Upacara Adat Balia, "Bagaimana Memandang dan Menyikapinya"

     Masih ingat kan, kawan-kawan dengan upacara adat ini? Banyak yang mengatakan karena upacara ini lah terjadi bencana di tanah Palu. Kali ini, saya ingin membahas mengenai apa itu upacara adat Balia, apa fungsinya, dan bagaimana proses pelaksanaannya.
     Upacara adat Balia adalah upacara tradisional yang dilakukan untuk mengobati orang yang sakit-sakitan. Secara etimologi, kata Balia berasal dari dua kata, bali dan ia yang artinya rubah dia. Siapa yang dimaksud dia? Tentu lah orang yang sakit itu.
     Jadi, seperti diketahui bahwa upacara adat Balia ini merupakan sebuah tradisi upacara yang dilaksanakan untuk mengobati orang sakit atau meminta keselamatan dari suatu malapetaka dengan berkomunikasi pada makhluk gaib. Balia sebagai sarana komunikasi dimaksudkan untuk meminta kepada kekuatan immateri (leluhur/makhluk gaib) agar dapat menolong dari malapetaka atau menyembuhkan penyakit yg di derita manusia tersebut.
     Dalam prosesinya ritual balia lazim dilakukan selama 3-4 hari dengan menyuapkan sesajen terdiri pulut warna-warni, telur, ayam dan kambing. Dimulai dengan syarat harus menyiapkan daun “go” (daun suci yg diyakini memiliki kekuatan) oleh seorang “bule” yg bertugas sebagai pendamping lima orang “sando dan tina nu balia” yang memimpin ritual balia. Daun go akan ditempatkan tepat di tengah arena balia yang diyakini menjadi kekuatan pengendali, prosesi balia diisi dengan nyanyian yang mengiringi tarian yg disebut dengan “Nondolu” dengan diiringi “gimba dan gong”.

SOAL TERTULIS A>
Sebutkan semua sesajen yang disuapkan dalam ritual menurut teks tentang upacara adat Balia.
Teks dan baris data merupakan dua bahan yang berdiri sendiri dan tidak saling berkaitan.

(Butir yang tercantum dalam kumpulan data)
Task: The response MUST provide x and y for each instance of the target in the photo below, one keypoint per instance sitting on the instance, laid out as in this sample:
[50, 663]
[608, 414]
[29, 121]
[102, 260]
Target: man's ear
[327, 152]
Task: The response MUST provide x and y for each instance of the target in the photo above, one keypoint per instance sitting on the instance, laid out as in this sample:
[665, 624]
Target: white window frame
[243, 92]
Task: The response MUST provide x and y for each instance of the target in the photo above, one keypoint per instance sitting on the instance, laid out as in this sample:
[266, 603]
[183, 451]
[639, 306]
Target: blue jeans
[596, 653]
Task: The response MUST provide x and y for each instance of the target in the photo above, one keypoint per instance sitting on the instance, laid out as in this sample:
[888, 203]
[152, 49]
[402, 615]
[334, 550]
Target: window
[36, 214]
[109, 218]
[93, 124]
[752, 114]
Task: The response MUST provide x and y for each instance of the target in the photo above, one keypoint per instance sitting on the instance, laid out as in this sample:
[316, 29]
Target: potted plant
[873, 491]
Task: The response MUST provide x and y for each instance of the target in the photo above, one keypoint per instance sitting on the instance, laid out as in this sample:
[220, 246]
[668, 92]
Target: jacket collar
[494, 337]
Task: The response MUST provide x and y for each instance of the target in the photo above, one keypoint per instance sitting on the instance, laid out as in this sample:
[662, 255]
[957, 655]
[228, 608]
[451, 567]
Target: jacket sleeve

SOAL TERTULIS B>
Temukan setiap baris data yang memuat kata "jacket", lalu salin baris-baris tersebut.

HASIL TUGAS A>
Pulut warna-warni, telur, ayam, dan kambing.

HASIL TUGAS B>
Target: jacket collar
Target: jacket sleeve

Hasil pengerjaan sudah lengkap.